WHAT IS BEING ASKED |
Please pick up the forum thread about fishing Hurricane, Bear, and Karick lakes from the point where it stops, ignoring the lines that follow it.
### SUPPLIED TEXT ###
# Best fishing: Hurricane, Bear, Karick?



## outdooraddict (Jan 2, 2013)

Putting together a camping, turkey hunting, bass fishing trip for some friends. I have only fished Hurricane lake. Which lake has the best fishing?


----------



## welldoya (Oct 5, 2007)

I know that the biggest fish have come out of Hurricane.
I recall several years ago when two huge bass came out of there in the same week. In the 14 lb range if I recall correctly. Maybe bigger.


----------



## Jason (Oct 2, 2007)

I would do Hurricane just cause it's bigger. Karrick has very nice camping facilities though.


----------



## Buckchaser (Jan 28, 2014)

Hurricane


----------



## auguy7777 (Feb 23, 2009)

Hurricane by far, don't bother with the other lakes.


----------



## Donut slayer (Jan 16, 2009)

Does hurricane have good bluegill and shellcracker?


----------



## Jason (Oct 2, 2007)

Donut slayer said:


> Does hurricane have good bluegill and shellcracker?


Blues yes, crackers---not sure since I don't ever target them. I would guess yes though....:thumbsup:


----------



## reelthrill (Oct 3, 2007)

lots of big shellcrackers in Hurricane. Spot the beds during the daylight and come back and fish for them at night.


----------



## fire228 (Oct 3, 2007)
### INFORMATION ###
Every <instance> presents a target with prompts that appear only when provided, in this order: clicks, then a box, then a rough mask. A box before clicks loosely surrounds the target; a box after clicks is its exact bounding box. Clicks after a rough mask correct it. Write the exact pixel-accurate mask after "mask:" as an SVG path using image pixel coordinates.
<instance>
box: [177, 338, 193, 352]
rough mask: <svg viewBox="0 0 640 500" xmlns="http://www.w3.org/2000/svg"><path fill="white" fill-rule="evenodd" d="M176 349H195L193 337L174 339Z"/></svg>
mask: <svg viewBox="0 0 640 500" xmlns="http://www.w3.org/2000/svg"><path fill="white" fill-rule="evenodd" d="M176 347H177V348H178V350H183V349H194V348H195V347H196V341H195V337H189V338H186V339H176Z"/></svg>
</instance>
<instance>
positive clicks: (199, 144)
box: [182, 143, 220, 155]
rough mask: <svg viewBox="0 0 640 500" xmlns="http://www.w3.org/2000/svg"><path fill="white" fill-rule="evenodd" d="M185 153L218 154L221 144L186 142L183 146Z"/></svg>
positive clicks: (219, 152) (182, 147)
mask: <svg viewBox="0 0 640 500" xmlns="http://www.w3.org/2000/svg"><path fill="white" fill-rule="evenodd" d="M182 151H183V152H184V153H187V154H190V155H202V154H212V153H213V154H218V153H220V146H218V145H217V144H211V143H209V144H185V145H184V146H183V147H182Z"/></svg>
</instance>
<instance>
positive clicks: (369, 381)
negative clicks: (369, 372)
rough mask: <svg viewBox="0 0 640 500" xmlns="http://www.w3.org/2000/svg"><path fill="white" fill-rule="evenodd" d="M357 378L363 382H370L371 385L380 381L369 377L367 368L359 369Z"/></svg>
###
OUTPUT OF THE TASK |
I went to Bear and Hurricane lake yesterday. Was fishing from around 8am until 2pm and didn't get as much as a hit!!! So I threw the poles in the truck and just went walking around talking to others fishing there, some had been camping and fishing everyday for the past few days and caught only 2-3 fish...So it wasn't just my bad luck on the lake, the Fish just wouldnt bite.

I love fishing at Bear Lake though and Hurricane Lake is just huge so there is more places to fish. I haven't fished Karick Lake in about 15 years, but back then it was real good. Always had good luck there.

So just watch the Weather, Pack the poles and go where-ever you want, you will have fun either way :thumbup:


----------



## SpeedoJosh (Jun 15, 2013)

Where are these places located? I recently put a little trolling motor on my jon boat and am looking to hit the lakes.

EDIT: NM, found them on Google maps. Looks like they're in Blackwater State Forrest.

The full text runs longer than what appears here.